• _WHAT THE TASK REQUIRES_
The entries below are to be repeated exactly as they stand.
=-=-=-=-=
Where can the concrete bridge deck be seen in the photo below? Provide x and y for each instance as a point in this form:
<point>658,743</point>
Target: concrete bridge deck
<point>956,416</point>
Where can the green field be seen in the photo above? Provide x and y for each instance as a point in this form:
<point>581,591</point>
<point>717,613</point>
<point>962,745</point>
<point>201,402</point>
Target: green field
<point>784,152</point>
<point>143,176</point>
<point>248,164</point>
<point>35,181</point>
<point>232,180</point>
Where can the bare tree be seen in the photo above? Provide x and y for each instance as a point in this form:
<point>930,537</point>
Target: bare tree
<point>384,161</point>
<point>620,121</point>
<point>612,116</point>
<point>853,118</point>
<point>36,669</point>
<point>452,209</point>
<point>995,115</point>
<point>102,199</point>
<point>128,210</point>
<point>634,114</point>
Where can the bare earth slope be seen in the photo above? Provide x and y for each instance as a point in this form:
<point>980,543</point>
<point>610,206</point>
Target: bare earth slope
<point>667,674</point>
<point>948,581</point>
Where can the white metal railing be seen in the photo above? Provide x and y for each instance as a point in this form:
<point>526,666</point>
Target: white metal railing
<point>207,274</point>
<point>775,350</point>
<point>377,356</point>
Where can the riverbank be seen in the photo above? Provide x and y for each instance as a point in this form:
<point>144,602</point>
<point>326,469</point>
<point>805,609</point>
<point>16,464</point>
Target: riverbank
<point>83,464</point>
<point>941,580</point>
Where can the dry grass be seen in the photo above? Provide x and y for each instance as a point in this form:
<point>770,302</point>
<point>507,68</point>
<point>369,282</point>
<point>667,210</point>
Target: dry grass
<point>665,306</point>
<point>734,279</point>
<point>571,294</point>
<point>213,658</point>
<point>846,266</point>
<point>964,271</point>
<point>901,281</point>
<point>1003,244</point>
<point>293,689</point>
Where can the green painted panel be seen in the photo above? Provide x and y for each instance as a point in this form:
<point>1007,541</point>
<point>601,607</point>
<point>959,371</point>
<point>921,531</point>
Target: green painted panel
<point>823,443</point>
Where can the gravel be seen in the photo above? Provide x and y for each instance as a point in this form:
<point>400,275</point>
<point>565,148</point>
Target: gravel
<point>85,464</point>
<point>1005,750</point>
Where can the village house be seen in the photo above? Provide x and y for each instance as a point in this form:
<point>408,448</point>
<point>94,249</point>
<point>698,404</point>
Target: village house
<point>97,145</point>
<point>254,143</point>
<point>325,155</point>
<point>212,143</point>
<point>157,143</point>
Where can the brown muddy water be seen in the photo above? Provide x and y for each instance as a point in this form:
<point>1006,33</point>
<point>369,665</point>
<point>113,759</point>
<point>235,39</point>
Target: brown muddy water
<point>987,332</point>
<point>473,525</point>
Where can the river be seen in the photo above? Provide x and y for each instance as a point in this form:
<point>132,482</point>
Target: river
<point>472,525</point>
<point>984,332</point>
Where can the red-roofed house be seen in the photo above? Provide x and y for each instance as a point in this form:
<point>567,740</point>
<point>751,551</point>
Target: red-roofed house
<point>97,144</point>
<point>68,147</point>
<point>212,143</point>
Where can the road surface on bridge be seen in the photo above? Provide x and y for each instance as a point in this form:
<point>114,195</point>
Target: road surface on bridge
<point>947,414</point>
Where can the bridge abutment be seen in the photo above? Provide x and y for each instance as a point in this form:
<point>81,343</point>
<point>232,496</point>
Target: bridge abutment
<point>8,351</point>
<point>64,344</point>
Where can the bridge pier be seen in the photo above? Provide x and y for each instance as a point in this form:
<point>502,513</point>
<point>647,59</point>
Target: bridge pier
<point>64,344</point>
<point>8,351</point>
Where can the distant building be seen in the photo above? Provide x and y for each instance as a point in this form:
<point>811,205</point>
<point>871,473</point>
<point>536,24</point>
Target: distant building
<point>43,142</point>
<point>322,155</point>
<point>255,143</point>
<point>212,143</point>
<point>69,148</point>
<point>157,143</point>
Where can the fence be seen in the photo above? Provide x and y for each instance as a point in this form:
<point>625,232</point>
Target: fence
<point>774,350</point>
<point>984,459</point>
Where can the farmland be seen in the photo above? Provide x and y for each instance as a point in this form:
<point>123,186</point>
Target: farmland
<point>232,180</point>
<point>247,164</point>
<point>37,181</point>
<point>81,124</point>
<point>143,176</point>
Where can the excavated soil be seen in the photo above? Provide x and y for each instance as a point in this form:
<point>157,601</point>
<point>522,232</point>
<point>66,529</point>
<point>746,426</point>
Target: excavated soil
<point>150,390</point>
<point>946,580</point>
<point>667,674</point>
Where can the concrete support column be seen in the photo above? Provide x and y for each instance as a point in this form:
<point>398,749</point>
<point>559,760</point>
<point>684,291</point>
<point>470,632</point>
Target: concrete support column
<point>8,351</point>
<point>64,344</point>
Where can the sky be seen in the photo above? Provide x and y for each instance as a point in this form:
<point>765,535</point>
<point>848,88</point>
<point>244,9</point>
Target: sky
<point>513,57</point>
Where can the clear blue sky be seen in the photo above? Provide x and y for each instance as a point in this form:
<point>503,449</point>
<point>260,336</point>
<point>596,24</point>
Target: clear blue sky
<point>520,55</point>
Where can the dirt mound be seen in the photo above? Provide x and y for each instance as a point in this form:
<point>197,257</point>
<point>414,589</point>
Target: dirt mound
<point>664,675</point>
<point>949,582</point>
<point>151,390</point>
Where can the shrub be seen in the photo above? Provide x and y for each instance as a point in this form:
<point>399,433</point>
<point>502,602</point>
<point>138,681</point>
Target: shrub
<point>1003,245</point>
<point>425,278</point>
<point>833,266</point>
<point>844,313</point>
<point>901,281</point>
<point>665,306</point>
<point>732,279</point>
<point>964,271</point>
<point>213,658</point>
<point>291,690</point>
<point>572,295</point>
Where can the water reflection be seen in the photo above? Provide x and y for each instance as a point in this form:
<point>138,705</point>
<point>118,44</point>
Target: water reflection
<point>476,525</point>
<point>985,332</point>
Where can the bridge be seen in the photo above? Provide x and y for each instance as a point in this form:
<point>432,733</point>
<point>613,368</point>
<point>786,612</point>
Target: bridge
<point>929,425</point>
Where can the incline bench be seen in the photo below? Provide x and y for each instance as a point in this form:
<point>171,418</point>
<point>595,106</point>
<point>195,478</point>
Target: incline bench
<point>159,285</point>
=-=-=-=-=
• _SOLUTION BELOW_
Where can the concrete bridge deck be seen in the photo below? Provide x and y for each instance as a point in this form:
<point>658,743</point>
Target: concrete bridge deck
<point>956,416</point>
Where can the green field be seen in the photo above? Provide x and y for each instance as a point in this form:
<point>581,591</point>
<point>717,613</point>
<point>962,745</point>
<point>201,402</point>
Target: green field
<point>784,152</point>
<point>143,176</point>
<point>248,164</point>
<point>35,181</point>
<point>232,180</point>
Where can the bare tree be seen in the photo above? Provide x and y for each instance as a point in this form:
<point>930,537</point>
Target: bare tree
<point>384,161</point>
<point>620,121</point>
<point>612,116</point>
<point>853,118</point>
<point>36,669</point>
<point>452,209</point>
<point>995,115</point>
<point>102,199</point>
<point>128,210</point>
<point>634,114</point>
Where can the bare earth slope be seen in the photo above? Provide x and y for each instance as a point in this form:
<point>980,543</point>
<point>610,206</point>
Target: bare earth slope
<point>667,674</point>
<point>948,581</point>
Where can the white metal railing be seen in the photo above? Provide x and y for each instance as a point in this form:
<point>526,666</point>
Target: white metal railing
<point>207,274</point>
<point>775,350</point>
<point>377,356</point>
Where can the riverbank be seen in the photo above? Provide x and y for each instance as a point in this form:
<point>144,602</point>
<point>326,469</point>
<point>805,609</point>
<point>16,464</point>
Target: riverbank
<point>83,464</point>
<point>941,580</point>
Where can the dry grass be seen in the photo above? Provide x and y for each instance as a point in this form:
<point>770,302</point>
<point>507,68</point>
<point>369,282</point>
<point>667,210</point>
Target: dry grass
<point>665,306</point>
<point>734,279</point>
<point>571,294</point>
<point>213,658</point>
<point>846,266</point>
<point>964,271</point>
<point>901,281</point>
<point>1003,244</point>
<point>293,689</point>
Where can the green painted panel be seen in the photo above? Provide x and y for each instance as a point in this form:
<point>1007,541</point>
<point>601,607</point>
<point>959,371</point>
<point>921,531</point>
Target: green painted panel
<point>823,443</point>
Where can the gravel be seen in the photo above? Provide x and y for each instance as a point in this form:
<point>400,275</point>
<point>565,148</point>
Target: gravel
<point>85,464</point>
<point>1005,750</point>
Where can the village house be seen in the photo above? Provide x and y for each instance as a point in this form:
<point>408,448</point>
<point>94,249</point>
<point>698,404</point>
Target: village house
<point>97,145</point>
<point>254,143</point>
<point>325,155</point>
<point>212,143</point>
<point>157,143</point>
Where can the brown muddy water be seen in the photo above? Provide x and y for each instance as a point in this form:
<point>1006,33</point>
<point>369,665</point>
<point>113,759</point>
<point>235,39</point>
Target: brown muddy water
<point>987,332</point>
<point>473,525</point>
Where can the river be seen in the photo above? Provide x and y for each instance as a point in this form:
<point>132,482</point>
Target: river
<point>472,525</point>
<point>984,332</point>
Where can the red-roofed house be seen in the photo above? Provide x and y for each instance as a point in this form:
<point>567,740</point>
<point>751,551</point>
Target: red-roofed house
<point>97,144</point>
<point>68,147</point>
<point>212,143</point>
Where can the road surface on bridge be seen in the photo above? Provide x and y for each instance as a point in this form:
<point>114,195</point>
Target: road surface on bridge
<point>947,414</point>
Where can the bridge abutment be seen in the photo above? Provide x and y for each instance as a point in this form:
<point>81,343</point>
<point>232,496</point>
Target: bridge abutment
<point>8,351</point>
<point>64,344</point>
Where can the bridge pier be seen in the photo above? Provide x and y for each instance as a point in this form:
<point>502,513</point>
<point>647,59</point>
Target: bridge pier
<point>64,344</point>
<point>8,351</point>
Where can the distant building be seen in the photo above? Provide x and y for each instance as a point in this form:
<point>811,205</point>
<point>871,473</point>
<point>536,24</point>
Target: distant building
<point>43,142</point>
<point>322,155</point>
<point>255,143</point>
<point>212,143</point>
<point>69,148</point>
<point>157,143</point>
Where can the fence be seen in the photo above? Provide x and y for each instance as a point in this form:
<point>625,232</point>
Target: fence
<point>774,350</point>
<point>984,459</point>
Where can the farmland be seen in the photo above? Provide x and y for each instance as a point in this form:
<point>123,186</point>
Target: farmland
<point>232,180</point>
<point>247,164</point>
<point>37,181</point>
<point>81,124</point>
<point>143,176</point>
Where can the excavated soil be seen in the photo above? Provide x and y for each instance as a point in this form:
<point>157,601</point>
<point>522,232</point>
<point>66,529</point>
<point>746,426</point>
Target: excavated soil
<point>150,390</point>
<point>946,580</point>
<point>667,674</point>
Where can the concrete support column be seen in the photo above? Provide x and y for each instance as a point in this form:
<point>398,749</point>
<point>559,760</point>
<point>684,291</point>
<point>470,632</point>
Target: concrete support column
<point>8,351</point>
<point>64,344</point>
Where can the sky be seen in the photo above? Provide x and y for each instance as a point in this form:
<point>765,535</point>
<point>848,88</point>
<point>244,9</point>
Target: sky
<point>513,57</point>
Where can the clear blue sky be seen in the photo above? Provide x and y for each instance as a point in this form:
<point>503,449</point>
<point>260,336</point>
<point>596,24</point>
Target: clear blue sky
<point>520,55</point>
Where can the dirt mound be seen in the photo above? Provide x and y for each instance as a point in this form:
<point>197,257</point>
<point>414,589</point>
Target: dirt mound
<point>664,675</point>
<point>949,582</point>
<point>151,390</point>
Where can the shrub be seen in the photo above? Provide x and y for each instance as a point in this form:
<point>399,433</point>
<point>502,602</point>
<point>138,681</point>
Target: shrub
<point>1003,245</point>
<point>425,278</point>
<point>833,266</point>
<point>844,313</point>
<point>901,281</point>
<point>665,306</point>
<point>732,279</point>
<point>964,271</point>
<point>213,658</point>
<point>291,690</point>
<point>572,295</point>
Where can the water reflection be seen in the photo above? Provide x and y for each instance as a point in this form:
<point>138,705</point>
<point>118,44</point>
Target: water reflection
<point>476,525</point>
<point>985,332</point>
Where can the bridge be seen in the photo above? Provide x and y for each instance as a point in this form:
<point>432,733</point>
<point>613,368</point>
<point>786,612</point>
Target: bridge
<point>929,425</point>
Where can the incline bench be seen in the photo below? Provide x and y for each instance as a point in this form:
<point>171,418</point>
<point>595,106</point>
<point>195,478</point>
Target: incline bench
<point>159,285</point>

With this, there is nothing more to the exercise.